+++ Text
Solar scientists rough up silicon panels to boost light capture
Power generation cost using solar panels depends on getting as much electricity out of the panels as possible while keeping the manufacturing costs low. Anyone who has considered installing solar panels might be aware of the trade-off between efficiency and the initial cost of the panels. Engineers and researchers are finding new ways to obtain power out of solar modules, but doing so without adding to their costs is becoming more and more difficult.
"Unmodified silicon solar cells throw away light energy in the form of reflection, so most solar cells have some kind of antireflective coating," explains first author Daichi Irishika. "To avoid using these extra coatings we fabricated a submicron structure using a simple wet treatment directly into the silicon surfaces to give the cell its own antireflective coating."
Antireflective coatings, similar to those used on reading glasses, can help to get more light into solar cells and boost their electricity output. However, these coatings are expensive to produce, especially for covering large areas.
The Osaka team has previously made low reflection silicon cells using a much cheaper process based on the surface structure chemical transfer (SSCT) method to fabricate so-called black silicon. Chemically treating the front side of silicon cells produces tiny submicron silicon structures, which prevent light reflection and give a black appearance. The team has also developed a method to passivate the submicron silicon structures with huge surface area to prevent the recombination loss by deposition of phosphosilicate glass followed by heat treatment. This method can simultaneously form pn-junction to separate photo-generated electrons and holes, and therefore, it isn't an additional process.
Building on their previous success, the Osaka team turned their attention to the back side of the silicon cells and created rougher light-trapping microstructures to capture even more infrared light.
Group leader Hikaru Kobayashi says, "Making very high efficiency solar cells is important but we should also consider the economics and practicality of any processes used to increase efficiency. The wet processes we have developed are simple yet effective, and our work with black silicon has real-world applications in making cost-effective silicon solar panels."
++++++
+++ Supplied information
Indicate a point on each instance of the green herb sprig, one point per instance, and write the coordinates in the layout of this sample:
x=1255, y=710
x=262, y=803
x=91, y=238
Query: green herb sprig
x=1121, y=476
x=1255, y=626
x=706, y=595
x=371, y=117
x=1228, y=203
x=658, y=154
++++++
# [Work task A]
Condense the paragraph of the article beginning "The Osaka team has previously made low reflection silicon cells" into a bulleted list that keeps its main facts.
# [Work task B]
Answer these questions from the article, one per line:
(i) Who is named as first author?
(ii) What did the Osaka team create on the back side of the silicon cells?
(iii) Who is the group leader?
# [Work task C]
Update the part of the article that opens with the words containing "The Osaka team has" and closes with "more infrared light.", replacing "Osaka team" with "research team".

# [Result A]
- The Osaka team previously made low-reflection silicon cells with a cheap process based on the surface structure chemical transfer (SSCT) method, producing so-called black silicon.
- Chemically treating the front side of the cells creates tiny submicron silicon structures that prevent light reflection and give a black appearance.
- The team also developed a way to passivate these high-surface-area structures and prevent recombination loss: phosphosilicate glass is deposited, then heat-treated.
- This method forms the pn-junction at the same time, which separates photo-generated electrons and holes, so it adds no extra process.

# [Result B]
(i) Daichi Irishika
(ii) Rougher light-trapping microstructures to capture more infrared light
(iii) Hikaru Kobayashi

# [Result C]
The research team has previously made low reflection silicon cells using a much cheaper process based on the surface structure chemical transfer (SSCT) method to fabricate so-called black silicon. Chemically treating the front side of silicon cells produces tiny submicron silicon structures, which prevent light reflection and give a black appearance. The team has also developed a method to passivate the submicron silicon structures with huge surface area to prevent the recombination loss by deposition of phosphosilicate glass followed by heat treatment. This method can simultaneously form pn-junction to separate photo-generated electrons and holes, and therefore, it isn't an additional process.
Building on their previous success, the research team turned their attention to the back side of the silicon cells and created rougher light-trapping microstructures to capture even more infrared light.